[What is expected]
Please reproduce the lines below, starting at the one containing "Objective — for every instance of the green herb" and ending at the one containing "[[423, 198], [383, 210]]", both included, and give only those lines. Leave the requests unchanged, but scale every coordinate in the answers by 1.55, rounding each result to a whole number with halves rounded up.

◇ ◇ ◇ ◇ ◇

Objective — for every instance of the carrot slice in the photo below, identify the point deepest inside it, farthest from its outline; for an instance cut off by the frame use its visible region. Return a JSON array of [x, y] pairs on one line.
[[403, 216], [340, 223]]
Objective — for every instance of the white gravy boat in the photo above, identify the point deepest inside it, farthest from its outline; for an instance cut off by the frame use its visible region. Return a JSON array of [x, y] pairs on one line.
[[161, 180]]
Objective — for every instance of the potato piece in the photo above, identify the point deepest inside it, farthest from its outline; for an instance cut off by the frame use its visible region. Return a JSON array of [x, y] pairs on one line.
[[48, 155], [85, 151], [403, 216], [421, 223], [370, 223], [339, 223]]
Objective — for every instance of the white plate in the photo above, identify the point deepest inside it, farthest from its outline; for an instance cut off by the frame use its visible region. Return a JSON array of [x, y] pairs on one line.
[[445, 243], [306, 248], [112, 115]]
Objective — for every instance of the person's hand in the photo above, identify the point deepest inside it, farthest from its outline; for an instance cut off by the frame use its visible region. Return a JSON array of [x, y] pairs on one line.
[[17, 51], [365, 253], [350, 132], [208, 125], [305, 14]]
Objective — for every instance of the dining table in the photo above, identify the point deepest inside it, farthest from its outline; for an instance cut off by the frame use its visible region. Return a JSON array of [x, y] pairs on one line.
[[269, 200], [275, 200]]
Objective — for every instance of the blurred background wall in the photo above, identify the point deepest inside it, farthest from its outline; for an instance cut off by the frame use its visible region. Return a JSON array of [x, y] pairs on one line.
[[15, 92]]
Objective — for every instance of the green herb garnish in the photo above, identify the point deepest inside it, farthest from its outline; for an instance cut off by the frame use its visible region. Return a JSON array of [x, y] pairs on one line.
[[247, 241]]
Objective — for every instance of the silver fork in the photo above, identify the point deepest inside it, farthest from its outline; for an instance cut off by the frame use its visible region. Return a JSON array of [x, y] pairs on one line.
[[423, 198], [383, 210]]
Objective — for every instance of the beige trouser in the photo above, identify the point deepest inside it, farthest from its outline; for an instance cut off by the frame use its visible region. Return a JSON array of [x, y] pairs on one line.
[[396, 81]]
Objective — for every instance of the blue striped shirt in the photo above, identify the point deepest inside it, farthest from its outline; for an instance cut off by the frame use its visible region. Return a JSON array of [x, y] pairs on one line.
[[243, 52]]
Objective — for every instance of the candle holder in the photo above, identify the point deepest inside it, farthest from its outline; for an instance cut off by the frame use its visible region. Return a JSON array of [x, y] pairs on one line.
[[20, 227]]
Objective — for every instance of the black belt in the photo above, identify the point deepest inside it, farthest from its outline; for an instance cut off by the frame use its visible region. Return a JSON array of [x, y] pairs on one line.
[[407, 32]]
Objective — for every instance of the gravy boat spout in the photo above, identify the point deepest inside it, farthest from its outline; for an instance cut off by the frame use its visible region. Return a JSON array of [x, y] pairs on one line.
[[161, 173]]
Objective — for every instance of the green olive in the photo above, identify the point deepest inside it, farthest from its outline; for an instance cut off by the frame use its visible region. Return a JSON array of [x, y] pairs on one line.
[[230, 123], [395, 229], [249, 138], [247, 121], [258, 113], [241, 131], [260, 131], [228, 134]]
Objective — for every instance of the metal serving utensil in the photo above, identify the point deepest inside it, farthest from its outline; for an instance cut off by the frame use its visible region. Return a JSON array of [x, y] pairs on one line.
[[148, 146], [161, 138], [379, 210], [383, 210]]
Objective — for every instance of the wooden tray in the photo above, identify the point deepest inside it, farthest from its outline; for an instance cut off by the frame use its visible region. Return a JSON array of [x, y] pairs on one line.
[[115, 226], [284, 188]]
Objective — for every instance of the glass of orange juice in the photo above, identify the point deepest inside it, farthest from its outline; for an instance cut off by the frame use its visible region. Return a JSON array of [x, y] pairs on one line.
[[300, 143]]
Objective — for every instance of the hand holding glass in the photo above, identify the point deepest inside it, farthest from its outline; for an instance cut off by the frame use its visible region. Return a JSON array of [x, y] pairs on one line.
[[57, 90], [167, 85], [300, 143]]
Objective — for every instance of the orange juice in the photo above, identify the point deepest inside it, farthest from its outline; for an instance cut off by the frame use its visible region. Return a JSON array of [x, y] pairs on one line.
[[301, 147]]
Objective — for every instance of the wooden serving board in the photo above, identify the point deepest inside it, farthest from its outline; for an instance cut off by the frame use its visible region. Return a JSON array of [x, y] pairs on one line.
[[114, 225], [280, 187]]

◇ ◇ ◇ ◇ ◇

[Solution for this exercise]
Objective — for every instance of the green herb garnish in the photo above, identify the point deepest inside it, farthest from its outline; for an instance cut off by the frame use its visible region. Return a JSON array of [x, y] pairs on one line.
[[383, 374]]
Objective — for every instance of the silver fork in the photo above, identify the point deepest inside it, farthest from its outline; for an instance cut off by the frame use its visible region. Return a JSON array of [x, y] pairs on one line.
[[656, 307], [594, 326]]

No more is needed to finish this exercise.